Every record below should be transcribed exactly. Omit the images.
────────────────────
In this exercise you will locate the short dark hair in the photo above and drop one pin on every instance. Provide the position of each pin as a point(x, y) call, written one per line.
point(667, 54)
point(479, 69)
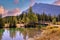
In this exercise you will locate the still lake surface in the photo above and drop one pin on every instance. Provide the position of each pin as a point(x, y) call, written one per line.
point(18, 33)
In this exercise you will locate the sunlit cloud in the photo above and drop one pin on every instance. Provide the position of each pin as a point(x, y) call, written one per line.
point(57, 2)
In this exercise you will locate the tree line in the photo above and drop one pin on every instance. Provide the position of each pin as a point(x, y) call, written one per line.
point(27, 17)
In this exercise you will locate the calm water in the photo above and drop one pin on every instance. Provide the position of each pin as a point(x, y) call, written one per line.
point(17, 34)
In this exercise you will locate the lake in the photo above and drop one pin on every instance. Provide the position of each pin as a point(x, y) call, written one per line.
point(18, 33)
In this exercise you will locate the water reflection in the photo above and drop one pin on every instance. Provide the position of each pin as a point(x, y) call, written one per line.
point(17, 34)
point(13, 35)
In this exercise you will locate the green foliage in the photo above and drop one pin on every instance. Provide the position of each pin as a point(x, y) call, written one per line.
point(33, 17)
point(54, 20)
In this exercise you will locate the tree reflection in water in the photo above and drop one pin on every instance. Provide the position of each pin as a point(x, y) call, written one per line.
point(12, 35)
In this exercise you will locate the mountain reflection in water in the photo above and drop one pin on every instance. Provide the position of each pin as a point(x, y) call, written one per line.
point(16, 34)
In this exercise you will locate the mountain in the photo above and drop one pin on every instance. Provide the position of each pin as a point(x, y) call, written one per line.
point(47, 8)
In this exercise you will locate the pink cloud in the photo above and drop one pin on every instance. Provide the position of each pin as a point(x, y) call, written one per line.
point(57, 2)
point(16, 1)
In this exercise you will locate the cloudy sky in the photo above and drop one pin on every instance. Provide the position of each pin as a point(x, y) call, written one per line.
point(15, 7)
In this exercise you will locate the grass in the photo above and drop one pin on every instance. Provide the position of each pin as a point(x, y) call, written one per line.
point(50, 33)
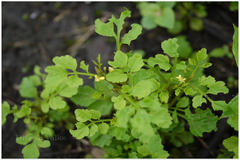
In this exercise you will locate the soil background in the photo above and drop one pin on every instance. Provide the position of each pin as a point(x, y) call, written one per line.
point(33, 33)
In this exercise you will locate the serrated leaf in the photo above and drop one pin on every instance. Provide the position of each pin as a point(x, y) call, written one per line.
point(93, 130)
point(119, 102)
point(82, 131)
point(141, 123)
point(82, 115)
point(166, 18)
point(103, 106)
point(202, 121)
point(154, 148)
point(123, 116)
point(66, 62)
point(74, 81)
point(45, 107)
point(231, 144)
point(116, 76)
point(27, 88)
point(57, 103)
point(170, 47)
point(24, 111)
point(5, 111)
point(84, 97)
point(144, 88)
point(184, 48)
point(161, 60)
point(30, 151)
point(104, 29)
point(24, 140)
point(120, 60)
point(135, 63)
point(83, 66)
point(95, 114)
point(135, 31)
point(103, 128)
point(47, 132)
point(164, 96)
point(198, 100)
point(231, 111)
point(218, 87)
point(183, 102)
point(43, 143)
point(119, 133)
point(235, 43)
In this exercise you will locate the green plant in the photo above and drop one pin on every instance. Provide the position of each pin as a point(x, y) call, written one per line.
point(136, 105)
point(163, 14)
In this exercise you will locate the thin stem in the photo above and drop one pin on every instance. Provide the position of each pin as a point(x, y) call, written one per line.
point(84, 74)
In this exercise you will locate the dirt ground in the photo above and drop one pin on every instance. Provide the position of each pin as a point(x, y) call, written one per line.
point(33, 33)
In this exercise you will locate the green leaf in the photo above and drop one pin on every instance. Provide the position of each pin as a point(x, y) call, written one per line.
────────────────────
▶ _Output_
In this exercise you will locate the short dark hair in the photo above and drop one pin on every instance. Provide the position of each pin as a point(x, y) call, written one per line.
point(667, 54)
point(479, 69)
In this exercise you will locate the still lake surface in the photo above and drop one pin on every instance. Provide the position of each pin as a point(x, y) call, written one per line.
point(18, 33)
In this exercise you will locate the sunlit cloud in the photo above and drop one pin on every instance. Provide the position of each pin as a point(x, y) call, written one per line.
point(57, 2)
In this exercise you will locate the tree line in the photo above and drop one pin on every instance. Provide the position of each pin as a point(x, y) call, written one per line.
point(27, 17)
In this exercise you will locate the calm water in the photo above and drop one pin on every instance. Provide the position of each pin as a point(x, y) call, written one per line.
point(17, 34)
In this exercise you will locate the lake in the photo above and drop one pin on every instance. Provide the position of each pin as a point(x, y) call, written one per line.
point(18, 33)
In this exercise you will locate the water reflection in the photo above and drop one pin on every instance. Provide the position of each pin as a point(x, y) call, written one per line.
point(17, 34)
point(13, 35)
In this exercise you will locate the green foliage in the photo above and drop one pin on every instance. Provide the position of each pin as a point(x, y) call, written one per line.
point(33, 17)
point(54, 20)
In this exercise you will locate the tree reflection in water in the photo above and drop one pin on every instance. Provide the position of each pin as a point(x, y) call, written one per line.
point(12, 35)
In this exercise you will locate the mountain reflection in water in the photo above and drop one pin on every instance. Provide the position of each pin as a point(x, y) call, written one per line.
point(16, 34)
In this exercise you will locate the mountain in the photo above and drop one pin on every instance. Provide the position of each pin as a point(x, y) call, written one per line.
point(47, 8)
In this exercise you will locate the pink cloud in the photo above and drop one pin on every instance. Provide the position of each pin as a point(x, y) call, written one per line.
point(57, 2)
point(16, 1)
In this exercise you will locate the cloudy sky in the photo above and drop one pin on every instance. Provide the position of each pin as a point(x, y) call, written one per line.
point(15, 7)
In this exercise you will locate the grass in the photo above and drop one pin on every instance. Provide the position of each pin as a point(x, y) call, written one per line.
point(50, 33)
In this exercise you will locate the soil background in the photo above and drop one pin on every instance. Provide the position of each pin as a point(x, y) call, written one per line.
point(33, 33)
In this exercise you will locate the serrated leaf in the photo above and drop one pin on every instance. Provide the position of each pin as a point(x, y) call, written one per line.
point(93, 130)
point(119, 102)
point(82, 131)
point(141, 123)
point(82, 115)
point(166, 18)
point(103, 106)
point(202, 121)
point(154, 148)
point(123, 116)
point(66, 62)
point(74, 81)
point(45, 107)
point(231, 144)
point(116, 76)
point(27, 88)
point(57, 103)
point(170, 47)
point(24, 111)
point(5, 111)
point(84, 97)
point(144, 88)
point(184, 48)
point(161, 60)
point(30, 151)
point(104, 29)
point(24, 140)
point(120, 60)
point(135, 63)
point(83, 66)
point(95, 114)
point(135, 31)
point(103, 128)
point(47, 132)
point(164, 96)
point(198, 100)
point(231, 111)
point(218, 87)
point(183, 102)
point(43, 143)
point(119, 133)
point(235, 43)
In this exercise you will locate the green plant in the photo above and drop one pin on every instance. Provide the position of each pin as a point(x, y) call, written one per line.
point(136, 105)
point(163, 14)
In this exercise you will locate the thin stem in the photo above and drop one pin on every instance. Provide the position of each pin as a point(x, y) call, written one per line.
point(84, 74)
In this exercise you will locate the dirt ground in the photo above and drop one pin on every instance. Provide the position of each pin as a point(x, y) call, written one per line.
point(33, 33)
In this exercise you will locate the green leaf in the photo above and drop one pin on every instance. Provide the position of each pin as a point(x, y) call, written one per line.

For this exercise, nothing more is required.